▶ [给定文本]
Elasticsearch学习笔记——安装和数据导入

Posted tags:

篇首语:本文由小常识网(cha138.com)小编为大家整理,主要介绍了Elasticsearch学习笔记——安装和数据导入相关的知识,希望对你有一定的参考价值。

到elasticsearch网站下载最新版本的elasticsearch 6.2.1

https://www.elastic.co/downloads/elasticsearch

其他版本

https://www.elastic.co/cn/downloads/past-releases/elasticsearch-6-4-2

嫌弃官方下载速度慢的可以去华为的镜像站去

https://mirrors.huaweicloud.com/elasticsearch/6.4.2/

中文文档请参考

英文文档及其Java API使用方法请参考,官方文档比任何博客都可信

https://www.elastic.co/guide/en/elasticsearch/client/java-api/current/index.html

Python API使用方法

http://elasticsearch-py.readthedocs.io/en/master/

下载tar包,然后解压到/usr/local目录下,修改一下用户和组之后可以使用非root用户启动,启动命令

./bin/elasticsearch

然后访问http://127.0.0.1:9200/

如果需要让外网访问Elasticsearch的9200端口的话,需要将es的host绑定到外网

修改 /configs/elasticsearch.yml文件,添加如下

network.host: 0.0.0.0
http.port: 9200

然后重启,如果遇到下面问题的话

[2018-01-28T23:51:35,204][INFO ][o.e.b.BootstrapChecks    ] [qR5cyzh] bound or publishing to a non-loopback address, enforcing bootstrap checks
ERROR: [2] bootstrap checks failed
[1]: max file descriptors [4096] for elasticsearch process is too low, increase to at least [65536]
[2]: max virtual memory areas vm.max_map_count [65530] is too low, increase to at least [262144]

解决方法

第一个ERROR,

在文件中添加 sudo vim /etc/security/limits.conf,然后重新登录

* soft nofile 65536
* hard nofile 131072
* soft nproc 2048
* hard nproc 4096

如果你是用supervisor启动es的话,需要修改文件 vim /etc/supervisor/supervisord.conf,然后重启supervisor

[supervisord]

minfds=65536

 

第二个ERROR,在root用户下执行

临时解决

sysctl -w vm.max_map_count=262144

永久解决

cat /proc/sys/vm/max_map_count
sudo vim /etc/sysctl.conf

添加

vm.max_map_count=262144

然后使其生效

sysctl -p

 

接下来导入json格式的数据,数据内容如下

{"index":{"_id":"1"}}
{"title":"许宝江","url":"7254863","chineseName":"许宝江","sex":"男","occupation":" 滦县农业局局长","nationality":"中国"}
{"index":{"_id":"2"}}
{"title":"鲍志成","url":"2074015","chineseName":"鲍志成","occupation":"医师","nationality":"中国","birthDate":"1901年","deathDate":"1973年","graduatedFrom":"香港大学"}

 需要注意的是{"index":{"_id":"1"}}和文件末尾另起一行换行是不可少的

其中的id可以从0开始,甚至是abc等等

否则会出现400状态,错误提示分别为

Malformed action/metadata line [1], expected START_OBJECT or END_OBJECT but found [VALUE_STRING]
The bulk request must be terminated by a newline [\\n]"

取自某一集合的条目:
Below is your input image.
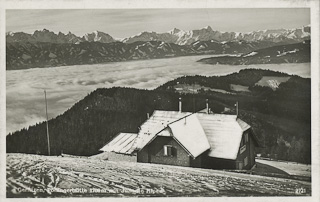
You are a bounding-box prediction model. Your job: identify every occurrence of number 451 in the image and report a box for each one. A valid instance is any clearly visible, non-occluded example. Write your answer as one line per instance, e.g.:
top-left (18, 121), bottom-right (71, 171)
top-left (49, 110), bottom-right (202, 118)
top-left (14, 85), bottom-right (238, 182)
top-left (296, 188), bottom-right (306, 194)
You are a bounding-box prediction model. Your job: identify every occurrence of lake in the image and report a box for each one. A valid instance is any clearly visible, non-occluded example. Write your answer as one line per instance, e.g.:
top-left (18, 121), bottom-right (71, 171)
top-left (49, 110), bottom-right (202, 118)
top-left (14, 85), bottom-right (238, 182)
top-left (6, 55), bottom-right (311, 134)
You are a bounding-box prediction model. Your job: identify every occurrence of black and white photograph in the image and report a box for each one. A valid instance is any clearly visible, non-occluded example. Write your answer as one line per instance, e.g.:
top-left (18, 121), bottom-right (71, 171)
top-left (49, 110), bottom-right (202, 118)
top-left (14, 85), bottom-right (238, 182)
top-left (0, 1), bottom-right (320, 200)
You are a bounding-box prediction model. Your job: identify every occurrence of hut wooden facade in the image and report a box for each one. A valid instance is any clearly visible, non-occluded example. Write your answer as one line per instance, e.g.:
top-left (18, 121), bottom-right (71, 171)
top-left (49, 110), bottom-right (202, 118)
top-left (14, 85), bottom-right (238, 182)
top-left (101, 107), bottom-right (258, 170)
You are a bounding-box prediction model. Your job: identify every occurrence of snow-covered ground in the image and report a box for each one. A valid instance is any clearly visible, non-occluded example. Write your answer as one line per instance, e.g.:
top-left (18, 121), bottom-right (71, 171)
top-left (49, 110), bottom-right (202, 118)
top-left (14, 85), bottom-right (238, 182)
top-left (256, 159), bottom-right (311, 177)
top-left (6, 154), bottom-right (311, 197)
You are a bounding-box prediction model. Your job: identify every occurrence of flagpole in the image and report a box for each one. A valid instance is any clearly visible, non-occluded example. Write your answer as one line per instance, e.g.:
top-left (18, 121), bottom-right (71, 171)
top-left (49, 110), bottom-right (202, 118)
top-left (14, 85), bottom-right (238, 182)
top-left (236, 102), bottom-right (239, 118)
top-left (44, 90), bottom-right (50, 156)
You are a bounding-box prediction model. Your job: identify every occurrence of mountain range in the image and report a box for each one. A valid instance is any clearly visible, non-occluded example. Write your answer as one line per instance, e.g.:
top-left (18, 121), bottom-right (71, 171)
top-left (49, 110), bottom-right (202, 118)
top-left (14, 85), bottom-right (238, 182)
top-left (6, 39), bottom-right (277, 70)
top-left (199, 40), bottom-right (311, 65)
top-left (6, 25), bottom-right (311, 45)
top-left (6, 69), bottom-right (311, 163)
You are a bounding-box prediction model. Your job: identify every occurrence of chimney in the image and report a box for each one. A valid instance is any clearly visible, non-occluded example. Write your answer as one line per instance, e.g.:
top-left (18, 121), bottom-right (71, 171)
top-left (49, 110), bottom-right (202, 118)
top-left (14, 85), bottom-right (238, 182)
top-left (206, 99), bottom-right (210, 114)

* * *

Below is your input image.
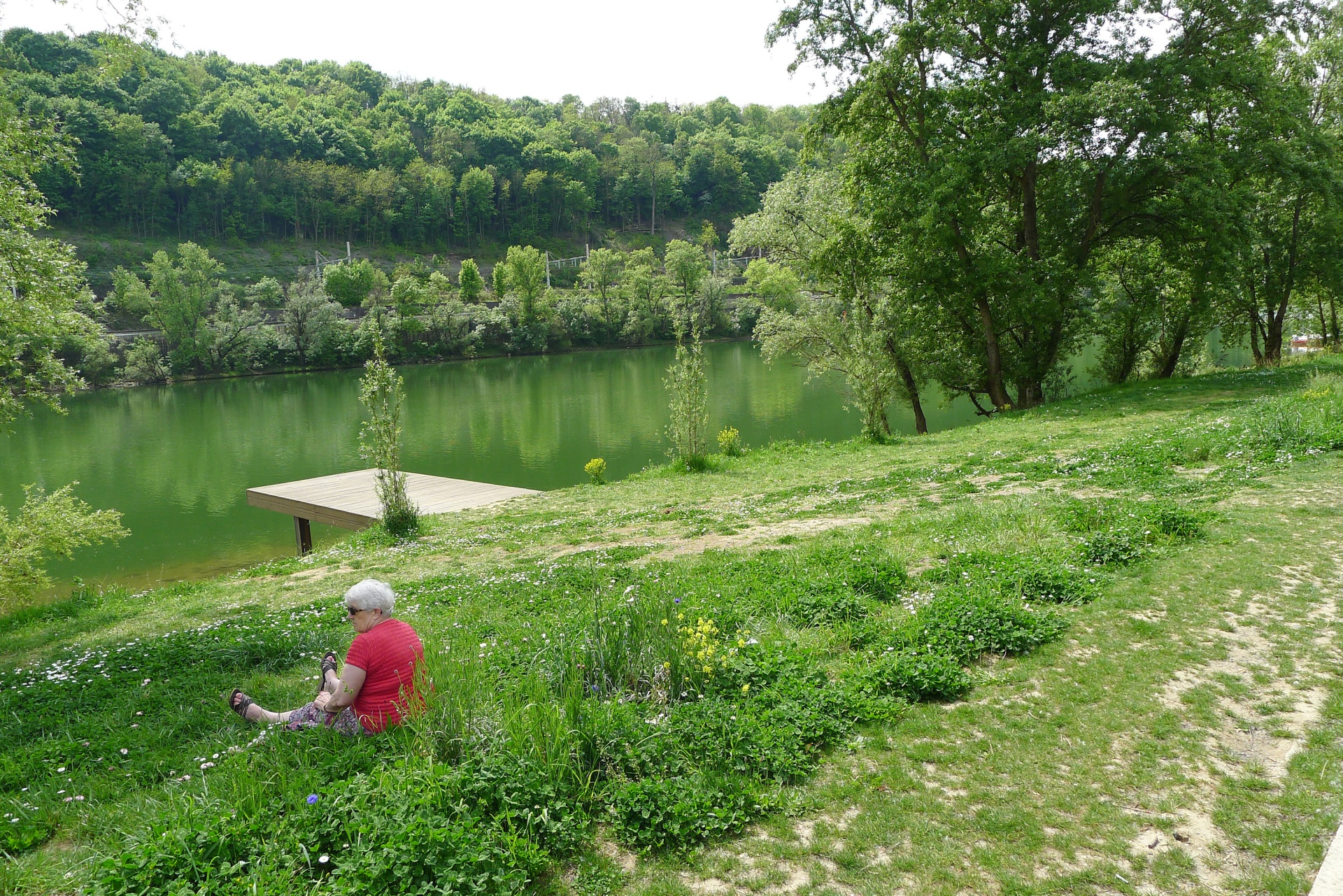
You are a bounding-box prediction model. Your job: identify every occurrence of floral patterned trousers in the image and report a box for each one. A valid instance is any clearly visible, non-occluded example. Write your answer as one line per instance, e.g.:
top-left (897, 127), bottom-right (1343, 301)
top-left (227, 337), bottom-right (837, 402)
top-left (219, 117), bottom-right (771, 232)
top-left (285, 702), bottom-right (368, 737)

==

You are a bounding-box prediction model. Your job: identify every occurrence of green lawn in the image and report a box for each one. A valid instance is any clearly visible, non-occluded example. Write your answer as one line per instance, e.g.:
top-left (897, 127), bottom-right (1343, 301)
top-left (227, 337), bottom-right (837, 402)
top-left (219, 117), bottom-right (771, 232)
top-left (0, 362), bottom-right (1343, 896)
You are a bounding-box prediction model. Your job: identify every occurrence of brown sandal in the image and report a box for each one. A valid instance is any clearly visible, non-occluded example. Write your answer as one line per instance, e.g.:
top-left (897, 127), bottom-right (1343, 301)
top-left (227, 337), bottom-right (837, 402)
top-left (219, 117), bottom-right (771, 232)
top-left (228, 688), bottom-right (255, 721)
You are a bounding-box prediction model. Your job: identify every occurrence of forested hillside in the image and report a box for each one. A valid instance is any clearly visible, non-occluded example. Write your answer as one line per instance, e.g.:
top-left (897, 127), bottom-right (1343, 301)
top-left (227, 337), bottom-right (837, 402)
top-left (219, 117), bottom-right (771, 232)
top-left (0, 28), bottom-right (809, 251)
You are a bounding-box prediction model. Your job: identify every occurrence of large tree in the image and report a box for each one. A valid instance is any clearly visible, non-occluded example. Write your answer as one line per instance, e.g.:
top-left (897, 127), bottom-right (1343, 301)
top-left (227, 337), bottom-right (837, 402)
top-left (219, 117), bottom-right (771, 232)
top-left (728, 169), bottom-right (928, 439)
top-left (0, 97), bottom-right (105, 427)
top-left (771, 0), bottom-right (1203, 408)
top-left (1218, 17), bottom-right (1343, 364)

▶ [练习题目]
**a.** 请在条目中找到含有“occurrence of flagpole”的那一行，从这一行起逐行照抄，抄到含有“top-left (206, 99), bottom-right (210, 114)”的那一行为止，首尾两行都要抄上。
**b.** 请接着这篇介绍Elasticsearch安装与数据导入的笔记往下写，从它最后一句之后开始。

▶ [逐题作答]
**a.**
You are a bounding-box prediction model. Your job: identify every occurrence of flagpole in the image and report a box for each one. A valid instance is any clearly visible, non-occluded example. Write your answer as one line per instance, e.g.:
top-left (18, 121), bottom-right (71, 171)
top-left (49, 110), bottom-right (202, 118)
top-left (14, 85), bottom-right (238, 182)
top-left (236, 102), bottom-right (239, 118)
top-left (44, 90), bottom-right (50, 156)
You are a bounding-box prediction model. Your job: identify every occurrence of mountain range in the image and report a box for each one. A valid instance is any clearly visible, non-occluded example. Write your answer as one line per instance, e.g.:
top-left (18, 121), bottom-right (71, 171)
top-left (49, 110), bottom-right (202, 118)
top-left (14, 85), bottom-right (238, 182)
top-left (6, 39), bottom-right (277, 70)
top-left (199, 40), bottom-right (311, 65)
top-left (6, 25), bottom-right (311, 45)
top-left (6, 69), bottom-right (311, 163)
You are a bounding-box prediction model. Your job: identify every occurrence of chimney in the image and report a box for each one. A valid instance is any clearly visible, non-occluded example. Write your answer as one line per instance, e.g.:
top-left (18, 121), bottom-right (71, 171)
top-left (49, 110), bottom-right (202, 118)
top-left (14, 85), bottom-right (238, 182)
top-left (206, 99), bottom-right (210, 114)

**b.**
使用下面命令来导入json文件

其中的people.json为文件的路径,可以是/home/common/下载/xxx.json

其中的es是index,people是type,在elasticsearch中的index和type可以理解成关系数据库中的database和table,两者都是必不可少的

curl -H "Content-Type: application/json" -XPOST \'localhost:9200/es/people/_bulk?pretty&refresh\' --data-binary "@people.json"

 成功后的返回值是200,比如

{
  "took" : 233,
  "errors" : false,
  "items" : [
    {
      "index" : {
        "_index" : "es",
        "_type" : "people",
        "_id" : "1",
        "_version" : 1,
        "result" : "created",
        "forced_refresh" : true,
        "_shards" : {
          "total" : 2,
          "successful" : 1,
          "failed" : 0
        },
        "_seq_no" : 0,
        "_primary_term" : 1,
        "status" : 201
      }
    },
    {
      "index" : {
        "_index" : "es",
        "_type" : "people",
        "_id" : "2",
        "_version" : 1,
        "result" : "created",
        "forced_refresh" : true,
        "_shards" : {
          "total" : 2,
          "successful" : 1,
          "failed" : 0
        },
        "_seq_no" : 0,
        "_primary_term" : 1,
        "status" : 201
      }
    }
  ]
}

<0>查看字段的mapping

http://localhost:9200/es/people/_mapping

 

 

 接下来可以使用对应的查询语句对数据进行查询

 <1>按id来查询

http://localhost:9200/es/people/1

 

<2>简单的匹配查询,查询某个字段中包含某个关键字的数据(GET)

http://localhost:9200/es/people/_search?q=_id:1
http://localhost:9200/es/people/_search?q=title:许

 

<3>多字段查询,在多个字段中查询包含某个关键字的数据(POST)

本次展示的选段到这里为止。